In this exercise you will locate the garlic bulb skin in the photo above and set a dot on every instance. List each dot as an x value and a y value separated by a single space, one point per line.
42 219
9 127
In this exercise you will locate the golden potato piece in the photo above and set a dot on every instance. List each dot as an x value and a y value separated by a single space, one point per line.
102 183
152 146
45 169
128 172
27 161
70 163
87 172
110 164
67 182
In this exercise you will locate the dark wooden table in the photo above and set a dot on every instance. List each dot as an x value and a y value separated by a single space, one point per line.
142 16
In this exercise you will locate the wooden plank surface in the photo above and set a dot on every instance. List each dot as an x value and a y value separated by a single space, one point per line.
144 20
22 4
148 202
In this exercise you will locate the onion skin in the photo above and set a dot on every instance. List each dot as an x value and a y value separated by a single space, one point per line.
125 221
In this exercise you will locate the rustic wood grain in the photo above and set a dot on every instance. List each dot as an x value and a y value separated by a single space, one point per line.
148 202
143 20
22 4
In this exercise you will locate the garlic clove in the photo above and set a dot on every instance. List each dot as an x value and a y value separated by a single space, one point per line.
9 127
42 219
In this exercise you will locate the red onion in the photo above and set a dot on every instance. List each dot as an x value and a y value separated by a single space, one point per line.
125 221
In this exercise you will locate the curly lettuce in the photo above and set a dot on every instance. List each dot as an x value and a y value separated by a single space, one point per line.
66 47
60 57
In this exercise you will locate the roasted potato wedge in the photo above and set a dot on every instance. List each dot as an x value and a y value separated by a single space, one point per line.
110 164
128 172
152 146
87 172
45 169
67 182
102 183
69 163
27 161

- **TASK OBJECTIVE**
Beginning with the line that contains "In this exercise you will locate the rustic" and ending with the last line of the data above, return those lines exactly and nothing else.

- **THE COMPLETED TASK**
In this exercise you will locate the rustic wood grain in the photo above and set a dot on every instance. List each dot as an x value and a y value separated by a single space, one point per line.
148 202
143 20
22 4
In this exercise you will locate the garlic clove in the photo above and set a dot on every instance. List each dot as an x value and a y value separated by a single space, one point per line.
9 127
42 219
In this exercise you will locate the red onion in the photo above and set a dot on every instance. List each dot as an x value and a y value separated by a single space, one point per line.
125 221
In this exercise you will locate the curly lettuce in the photo above and set a dot on every instance. List each dot as an x value and a y value separated by a single space, one point per line.
66 47
60 57
In this exercise you will locate the roasted potato wedge in the photo above and set a dot on every instance. List each dot as an x value and a y value separated by a single space, one point per line.
110 164
128 172
152 146
87 172
45 169
67 182
102 183
69 163
27 161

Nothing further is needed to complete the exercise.